_Tasks_:
1. Answer these questions about the sex ed discussion thread:
(a) At what age did the poster who went to nursing school get pregnant?
(b) Which two choices did the teen girls consider for a baby found to be deformed?
(c) How many people with Japanese features and Dutch last names did one poster say they had met?
2. Can you duplicate the part of the sex ed discussion thread that opens with the words "Dutch has very" and closes with "of other countries."?

_Extract provided_:

━━━

Sex ed is a joke.  What's needed is a program that teaches kids about real-life experience, and the consequences each action brings.  When it comes to sex-ed, we need to ask, do we want to deter/prevent STD's and pregnancy, or do we want to deter/prevent poor parenting?  I would like to think we, as a tax-paying society, would like to deter/prevent all three.

If 11 year olds are seeking the comforting arms of a sexual stranger, what is that saying?  Think about all that's missing.  Sad, isn't it?

But let's dare ourselves to go beyond the baby-making basics, shall we?  It's not enough to know how to make a baby.... one needs to, at the very least, recognize decent parenting, so it can be tried and emulated, donchya think?  I know in my own case, when I got pregnant at the ripe age of 24, I knew... if not for Nursing School, I'd be diving into the seas of parenting (or shit's creek, as it often feels) without a boat or an oar.  What was I going to do, use my parent's example:  when times get tough, throw the crying child away (?)  Thanks to nursing school, I learned not only what to do, but I learned what NOT to do... critical points when caring for yourself and/or another person.

Still, there are other not-so-subtle messages being sent to teens learning about sex-ed, biology and an "unwanted pregnancy".

A few weeks ago I overheard an interesting discussion between teen girls.  The topic was:  if you found out the baby you were carrying was deformed, what would you do?  The choices?  Abort or adopt.

What happened to the third option:  keep the child, and find a way to provide?  Oh, wait... that would require parent/extended family involvement.  I forgot, Americans struggling to afford decent health-care are not for that option... thank God for adoption!

Of course sex ed is a joke

...especially for those of us more interested in same-sex sex than breeding for fun and profit. Every year the same old crap, which has nothing whatsoever to do with non-hetero "sex ed".

Oh but start including same sex in "sex ed" and the same old perps lose their same old shyt, oh heather has two mommies the world is coming to an end, ohh men in a dress or women in pants parenting their own bio children or adopting or fostering oh what about child abuse, blah blah...

What happened to the third option:  keep the child, and find a way to provide?  Oh, wait... that would require parent/extended family involvement.  I forgot, Americans struggling to afford decent health-care are not for that option...

They must have been class-anxious whites. Generally, Black people do not have a problem with this third option, unless it's the nutball rightwing Pentecostals or Charismatics. Rather infamously so, since matrilineal single-mother-headed households are the top stereotype that makes our "households", therefore, all of what nonBlacks percieve as "Black culture", as looked down upon as inferior.

Doubtful

Dutch has very little predjudices like America and is very accepting.

Never been to .nl personally, and would love to go someday.

But I have to doubt the veracity of this statement, given their nasty history of colonizing up the planet.

No more colonizing than others

Same could be said for Great Britain, America, Spain, Portugal, France, Russia..and a handful of other countries.

The Dutch have long been good about colonizing an area but leaving it in better shape, you might be thinking of the Dutch Boarers in South Africa who many intermarried with native African Americans, or the Dutch who had areas of Japan as a colony and brought many Japanese to the Netherlands.

I have met 3 individuals who were Japanese features (Asian) but have Dutch last names.  The Netherlands might not be perfect but what country is? 

No, but the thread is about .nl

Not any others.

I'm thinking mostly of Indonesia, and yes along with the Transvaal types, as well as what they did in India and so-called/misnamed "west Indies".

The Netherlands might not be perfect but what country is? 

Its history is what it is. That can't be helped. Perfection is not the issue, afaic. Perfection doesn't exist.

The Dutch have long been good about colonizing an area but leaving it in better shape

Better shape? Nicer conquerers than others? Nah, not buying it.

━━━

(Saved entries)

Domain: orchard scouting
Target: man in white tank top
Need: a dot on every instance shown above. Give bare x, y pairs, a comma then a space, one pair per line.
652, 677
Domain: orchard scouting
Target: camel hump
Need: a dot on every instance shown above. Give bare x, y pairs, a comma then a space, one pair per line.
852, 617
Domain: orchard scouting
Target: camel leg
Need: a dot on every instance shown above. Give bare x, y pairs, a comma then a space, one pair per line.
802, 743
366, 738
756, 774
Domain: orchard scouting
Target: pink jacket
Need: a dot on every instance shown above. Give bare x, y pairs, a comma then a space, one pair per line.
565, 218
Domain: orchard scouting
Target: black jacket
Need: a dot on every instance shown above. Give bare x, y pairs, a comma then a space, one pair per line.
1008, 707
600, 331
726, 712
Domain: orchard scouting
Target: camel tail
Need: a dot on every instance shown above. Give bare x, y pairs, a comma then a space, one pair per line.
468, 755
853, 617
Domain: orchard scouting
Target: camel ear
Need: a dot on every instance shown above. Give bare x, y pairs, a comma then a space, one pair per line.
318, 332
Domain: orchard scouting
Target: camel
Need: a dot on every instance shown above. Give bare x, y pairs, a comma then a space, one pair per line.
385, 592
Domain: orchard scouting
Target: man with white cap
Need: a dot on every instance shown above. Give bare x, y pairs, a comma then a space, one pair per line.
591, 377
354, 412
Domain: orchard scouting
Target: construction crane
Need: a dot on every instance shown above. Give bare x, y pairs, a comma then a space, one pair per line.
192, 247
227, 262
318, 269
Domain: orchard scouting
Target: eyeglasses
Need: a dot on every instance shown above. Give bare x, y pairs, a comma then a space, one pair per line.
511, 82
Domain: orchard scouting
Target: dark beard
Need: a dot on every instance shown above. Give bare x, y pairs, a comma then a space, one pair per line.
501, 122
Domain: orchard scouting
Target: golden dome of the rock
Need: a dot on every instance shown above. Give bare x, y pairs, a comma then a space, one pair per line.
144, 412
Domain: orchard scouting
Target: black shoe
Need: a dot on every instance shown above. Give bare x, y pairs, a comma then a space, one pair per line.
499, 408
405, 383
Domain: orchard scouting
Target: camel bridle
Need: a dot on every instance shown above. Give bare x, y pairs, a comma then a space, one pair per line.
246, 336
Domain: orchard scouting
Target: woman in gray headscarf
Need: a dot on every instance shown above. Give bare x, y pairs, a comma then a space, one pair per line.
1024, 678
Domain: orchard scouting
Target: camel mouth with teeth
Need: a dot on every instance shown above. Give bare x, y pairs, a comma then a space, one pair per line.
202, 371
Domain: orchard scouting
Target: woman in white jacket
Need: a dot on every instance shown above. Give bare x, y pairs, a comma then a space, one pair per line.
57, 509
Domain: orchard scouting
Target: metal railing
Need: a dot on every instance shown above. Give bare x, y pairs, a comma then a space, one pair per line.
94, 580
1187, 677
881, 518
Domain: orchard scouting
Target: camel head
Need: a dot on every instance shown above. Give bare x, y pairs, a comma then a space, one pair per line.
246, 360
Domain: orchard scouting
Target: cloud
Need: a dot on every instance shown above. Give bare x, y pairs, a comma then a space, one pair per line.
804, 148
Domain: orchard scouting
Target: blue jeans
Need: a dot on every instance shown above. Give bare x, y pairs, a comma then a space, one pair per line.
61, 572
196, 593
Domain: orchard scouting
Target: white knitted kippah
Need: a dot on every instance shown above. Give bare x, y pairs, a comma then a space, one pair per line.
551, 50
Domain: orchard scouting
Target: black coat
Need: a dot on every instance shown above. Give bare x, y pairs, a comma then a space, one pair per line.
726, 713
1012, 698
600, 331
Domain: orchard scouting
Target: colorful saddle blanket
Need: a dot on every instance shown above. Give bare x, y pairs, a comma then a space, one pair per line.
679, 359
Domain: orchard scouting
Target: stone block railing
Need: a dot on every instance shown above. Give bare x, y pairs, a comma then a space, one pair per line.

━━━

_Answers for the exercise_:
1.
(a) 24
(b) Abort or adopt
(c) 3

2.
Dutch has very little predjudices like America and is very accepting.

Never been to .nl personally, and would love to go someday.

But I have to doubt the veracity of this statement, given their nasty history of colonizing up the planet.

No more colonizing than others

Same could be said for Great Britain, America, Spain, Portugal, France, Russia..and a handful of other countries.